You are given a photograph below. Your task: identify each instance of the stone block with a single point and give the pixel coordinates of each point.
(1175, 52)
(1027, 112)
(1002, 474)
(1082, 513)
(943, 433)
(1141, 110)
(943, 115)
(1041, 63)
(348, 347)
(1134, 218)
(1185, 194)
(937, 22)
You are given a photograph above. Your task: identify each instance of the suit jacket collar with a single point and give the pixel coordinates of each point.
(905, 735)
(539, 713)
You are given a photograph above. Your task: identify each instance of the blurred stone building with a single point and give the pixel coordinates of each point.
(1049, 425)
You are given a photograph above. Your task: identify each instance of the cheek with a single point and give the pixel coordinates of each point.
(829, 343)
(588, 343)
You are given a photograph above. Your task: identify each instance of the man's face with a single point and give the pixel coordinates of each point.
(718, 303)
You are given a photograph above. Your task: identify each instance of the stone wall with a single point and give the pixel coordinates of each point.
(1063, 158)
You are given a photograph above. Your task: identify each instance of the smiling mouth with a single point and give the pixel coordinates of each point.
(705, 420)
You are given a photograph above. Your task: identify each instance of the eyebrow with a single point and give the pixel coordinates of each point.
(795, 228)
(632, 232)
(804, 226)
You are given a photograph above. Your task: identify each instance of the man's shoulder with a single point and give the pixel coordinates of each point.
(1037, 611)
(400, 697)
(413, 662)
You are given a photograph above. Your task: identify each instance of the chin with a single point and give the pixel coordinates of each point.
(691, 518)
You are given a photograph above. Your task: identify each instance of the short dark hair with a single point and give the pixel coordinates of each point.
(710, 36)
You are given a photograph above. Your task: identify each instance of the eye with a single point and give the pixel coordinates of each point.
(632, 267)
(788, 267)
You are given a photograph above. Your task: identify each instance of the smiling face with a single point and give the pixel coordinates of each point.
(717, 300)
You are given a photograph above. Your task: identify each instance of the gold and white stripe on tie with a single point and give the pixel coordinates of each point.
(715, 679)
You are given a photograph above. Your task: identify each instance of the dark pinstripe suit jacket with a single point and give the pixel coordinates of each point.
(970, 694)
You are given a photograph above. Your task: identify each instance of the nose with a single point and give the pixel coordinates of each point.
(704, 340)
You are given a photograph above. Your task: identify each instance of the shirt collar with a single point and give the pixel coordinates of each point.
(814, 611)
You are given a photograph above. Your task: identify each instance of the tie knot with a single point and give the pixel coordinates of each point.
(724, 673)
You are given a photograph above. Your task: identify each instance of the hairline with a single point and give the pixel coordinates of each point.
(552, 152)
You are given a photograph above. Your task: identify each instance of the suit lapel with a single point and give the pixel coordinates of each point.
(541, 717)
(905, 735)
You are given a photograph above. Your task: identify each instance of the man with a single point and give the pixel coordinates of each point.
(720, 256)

- - -

#### AIM OF THE TASK
Only an exact copy of all the data will do as the answer.

#### EXERCISE RESULT
You are given a photograph below. Your task: identify each instance of the stone block with a single point and give the pixel coordinates of each point.
(1175, 52)
(1027, 112)
(1002, 474)
(1082, 513)
(943, 433)
(1141, 110)
(943, 115)
(1041, 63)
(348, 347)
(1134, 218)
(1185, 194)
(937, 22)
You are given a photograph above. Your task: identify each instance of the suit jacket collar with a single point and give the pixel coordinates of each point.
(905, 735)
(539, 713)
You are given a photograph above. Your task: identify each instance of the blurred stone building with a single point and give the pixel coordinates of each point.
(1049, 425)
You are given a photograph above. Your task: identify each instance of the cheek with a single point and give the pixel coordinates of each point.
(829, 343)
(588, 343)
You are given a photograph above. Your task: identify each instance of the man's face with a single point and give the pixel coordinates of each point.
(718, 303)
You are given a photograph above. Your task: identify each instance of the stone wall with a single point and give the pixel coordinates of each point.
(1063, 158)
You are given a photograph above. Your task: identify each instance of the smiling mouth with a single point and give the pixel coordinates of each point.
(705, 420)
You are given a photograph above. Your task: identify each instance of the eyebrow with a single point and give the pixel coordinates of each point.
(795, 228)
(632, 232)
(804, 226)
You are given a photograph above. Your task: identify each instance of the man's shoulder with a single point and give the pixel coordinates of each point.
(1037, 611)
(400, 697)
(413, 662)
You are given a photograph above. Your task: identify each instance of the chin with a single point and give the pixel coordinates of each point.
(691, 518)
You are given a photograph above. Your task: identify each instance of the short dark hair with a single point and give the pixel coordinates of each point.
(710, 36)
You are given a photograph above. Your task: identify each instance of the eye with a single point and give the pixel coordinates of each point.
(632, 267)
(788, 267)
You are given a photograph above. Your task: identify each instance of the smiling face with a single point and give the pixel coordinates of each point.
(717, 300)
You are given a photograph above. Your task: identify each instance of the gold and white stripe on tie with a single point and give the pixel coordinates of each point.
(715, 679)
You are given a photograph above. Your task: identify each instance of the dark pinstripe suit jacket with a single point and give the pixel coordinates of each point.
(970, 694)
You are given a photograph above. Your task: identify each instance of the nose with a single point and give the pixel coordinates of each point.
(704, 340)
You are given a photograph above. Your task: identify each instance of the shirt collar with a single point and give the pixel coordinates of each point.
(814, 611)
You are given a photograph above. Your task: identify each instance of the tie knot with a single point and give the pixel coordinates of each point.
(724, 673)
You are given a photograph above. Your task: identify each instance of the hairline with a single point and give the pixel coordinates of each point.
(552, 152)
You are given a photograph above. Your task: identify each instance of the suit lapel with a single point and give the pixel coordinates of each point.
(541, 717)
(905, 735)
You are given a photograph above. Your task: identify each instance of the man with a single point and give the pixel coordinates of each point.
(720, 256)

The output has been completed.